Page excerpt
'''

Personal information
- Born: April 12, 1936 Lancaster, South Carolina, U.S.
- Died: June 14, 2011 (aged 75) Bluffton, South Carolina, U.S.
- Listed height: 6 ft 2 in (1.88 m)
- Listed weight: 230 lb (104 kg)

Career information
- High school: Lancaster
- College: South Carolina (1954–1957)
- NFL draft: 1958 (12th round, 141st overall pick)

Career history
- Philadelphia Eagles (1960)*; Boston Patriots (1960–1967);
- * Offseason or practice squad member only

Awards and highlights
- First-team All-AFL (1961); 3× Second-team All-AFL (1962-64); 4× AFL All-Star (1961–1964); Boston Patriots All-1960s Team;

Career AFL statistics
- Interceptions: 16
- Total touchdowns: 1
- Sacks: 15
- Stats at Pro Football Reference

= Tom Addison =

American football player (1936–2011)

Thomas Marion Addison (April 12, 1936 - June 14, 2011) was an American professional football linebacker, sports labor leader, and is a member of the South Carolina Athletic Hall of Fame.

== Playing career ==
Addison attended the University of South Carolina and was drafted by the Baltimore Colts of the National Football League (NFL) and the Ottawa Rough Riders of the Canadian Football League (CFL), but chose to sign in 1960 with the Boston Patriots of the newly formed American Football League (AFL), playing his entire pro career with the Patriots.

Considered a leader of the newly formed team, Addison was selected as team captain, and was named to the AFL All-Star team for four straight years(1961–1964), as well as being one of the first players ever selected to be a Patriot All-League player (in 1960). He was also a Sporting News' All-League player in 1963 and 1964, and an AFL Eastern Division All-Star in 1961 and 1962. With 16 career interceptions (returning one for a touchdown), he was considered by some to be the best AFL linebacker against the run in the mid-1960s.

Addison played in every Patriots' game from 1961 to 1966 (84 games), and was adding to this total when he sustained what proved to be a career-ending knee injury. On June 18, 1968, he was released by the Patriots after team doctors stated that he would risk further damage by playing after having undergone two knee operations. Addison was selected by a Patriot fan vote in 1971 as a member of the Patriots' All-1960s (AFL) Team.

'''

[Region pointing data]
'''

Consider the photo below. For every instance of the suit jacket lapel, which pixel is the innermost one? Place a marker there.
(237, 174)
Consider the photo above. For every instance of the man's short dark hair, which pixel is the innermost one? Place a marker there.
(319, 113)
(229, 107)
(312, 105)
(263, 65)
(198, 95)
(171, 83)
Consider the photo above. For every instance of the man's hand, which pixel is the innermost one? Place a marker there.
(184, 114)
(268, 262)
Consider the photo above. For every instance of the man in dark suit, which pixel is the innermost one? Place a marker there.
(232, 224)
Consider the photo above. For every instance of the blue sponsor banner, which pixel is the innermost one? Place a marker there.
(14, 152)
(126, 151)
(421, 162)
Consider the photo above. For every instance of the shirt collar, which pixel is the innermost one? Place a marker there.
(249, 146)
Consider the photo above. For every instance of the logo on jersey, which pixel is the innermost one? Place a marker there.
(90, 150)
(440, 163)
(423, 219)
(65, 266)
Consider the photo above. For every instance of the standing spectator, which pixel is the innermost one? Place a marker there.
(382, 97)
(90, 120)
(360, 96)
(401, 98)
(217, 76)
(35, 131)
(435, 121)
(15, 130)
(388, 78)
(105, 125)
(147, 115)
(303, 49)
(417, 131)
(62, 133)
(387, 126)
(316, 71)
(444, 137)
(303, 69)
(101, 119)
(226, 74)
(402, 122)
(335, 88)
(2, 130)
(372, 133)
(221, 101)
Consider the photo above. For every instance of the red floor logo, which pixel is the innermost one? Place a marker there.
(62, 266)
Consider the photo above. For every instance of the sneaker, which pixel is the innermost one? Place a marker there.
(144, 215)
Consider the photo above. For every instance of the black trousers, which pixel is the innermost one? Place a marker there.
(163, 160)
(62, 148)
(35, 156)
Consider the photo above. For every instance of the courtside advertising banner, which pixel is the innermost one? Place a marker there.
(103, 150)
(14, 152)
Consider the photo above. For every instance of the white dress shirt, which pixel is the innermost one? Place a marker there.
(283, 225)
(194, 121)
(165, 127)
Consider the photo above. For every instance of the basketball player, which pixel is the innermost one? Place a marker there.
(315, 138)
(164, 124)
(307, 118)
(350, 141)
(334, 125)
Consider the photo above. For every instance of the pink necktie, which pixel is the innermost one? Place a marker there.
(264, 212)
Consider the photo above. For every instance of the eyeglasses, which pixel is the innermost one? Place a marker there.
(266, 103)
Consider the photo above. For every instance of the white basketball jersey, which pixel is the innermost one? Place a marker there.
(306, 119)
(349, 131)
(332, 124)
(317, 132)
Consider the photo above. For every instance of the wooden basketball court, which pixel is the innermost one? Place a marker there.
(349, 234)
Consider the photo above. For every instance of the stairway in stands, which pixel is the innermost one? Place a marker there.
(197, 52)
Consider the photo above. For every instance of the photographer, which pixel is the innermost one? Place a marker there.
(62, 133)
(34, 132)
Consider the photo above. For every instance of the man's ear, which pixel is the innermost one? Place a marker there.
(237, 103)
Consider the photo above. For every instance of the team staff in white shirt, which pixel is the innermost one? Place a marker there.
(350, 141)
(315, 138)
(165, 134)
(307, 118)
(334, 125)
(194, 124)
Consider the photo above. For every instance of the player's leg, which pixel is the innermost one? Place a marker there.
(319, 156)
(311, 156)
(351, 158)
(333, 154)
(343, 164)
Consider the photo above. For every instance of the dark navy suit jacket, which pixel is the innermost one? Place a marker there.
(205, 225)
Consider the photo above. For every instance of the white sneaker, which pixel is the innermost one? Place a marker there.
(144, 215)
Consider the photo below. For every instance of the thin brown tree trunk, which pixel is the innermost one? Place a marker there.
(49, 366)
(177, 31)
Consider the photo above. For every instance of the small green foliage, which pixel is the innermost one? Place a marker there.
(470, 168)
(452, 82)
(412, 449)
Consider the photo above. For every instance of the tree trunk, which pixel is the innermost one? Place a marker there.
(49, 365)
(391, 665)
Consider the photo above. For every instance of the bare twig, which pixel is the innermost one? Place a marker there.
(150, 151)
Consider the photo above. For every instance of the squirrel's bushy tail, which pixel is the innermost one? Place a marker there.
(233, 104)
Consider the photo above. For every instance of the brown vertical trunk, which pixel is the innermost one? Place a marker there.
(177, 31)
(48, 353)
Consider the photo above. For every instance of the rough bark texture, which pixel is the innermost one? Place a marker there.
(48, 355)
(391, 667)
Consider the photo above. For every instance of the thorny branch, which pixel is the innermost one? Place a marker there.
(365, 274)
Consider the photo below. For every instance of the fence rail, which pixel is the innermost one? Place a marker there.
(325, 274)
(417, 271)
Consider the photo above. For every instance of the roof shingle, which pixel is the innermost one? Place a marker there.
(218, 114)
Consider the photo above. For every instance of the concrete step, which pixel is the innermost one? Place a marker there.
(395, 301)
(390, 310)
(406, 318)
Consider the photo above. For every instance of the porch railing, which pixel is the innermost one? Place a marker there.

'''

Problem A
In the Tom Addison page excerpt, repeat everything from "Personal information" down to "lb (104 kg)".
Problem B
Name every professional football team that the Tom Addison page excerpt mentions.

Response area A
Personal information
- Born: April 12, 1936 Lancaster, South Carolina, U.S.
- Died: June 14, 2011 (aged 75) Bluffton, South Carolina, U.S.
- Listed height: 6 ft 2 in (1.88 m)
- Listed weight: 230 lb (104 kg)

Response area B
Philadelphia Eagles
Boston Patriots
Baltimore Colts
Ottawa Rough Riders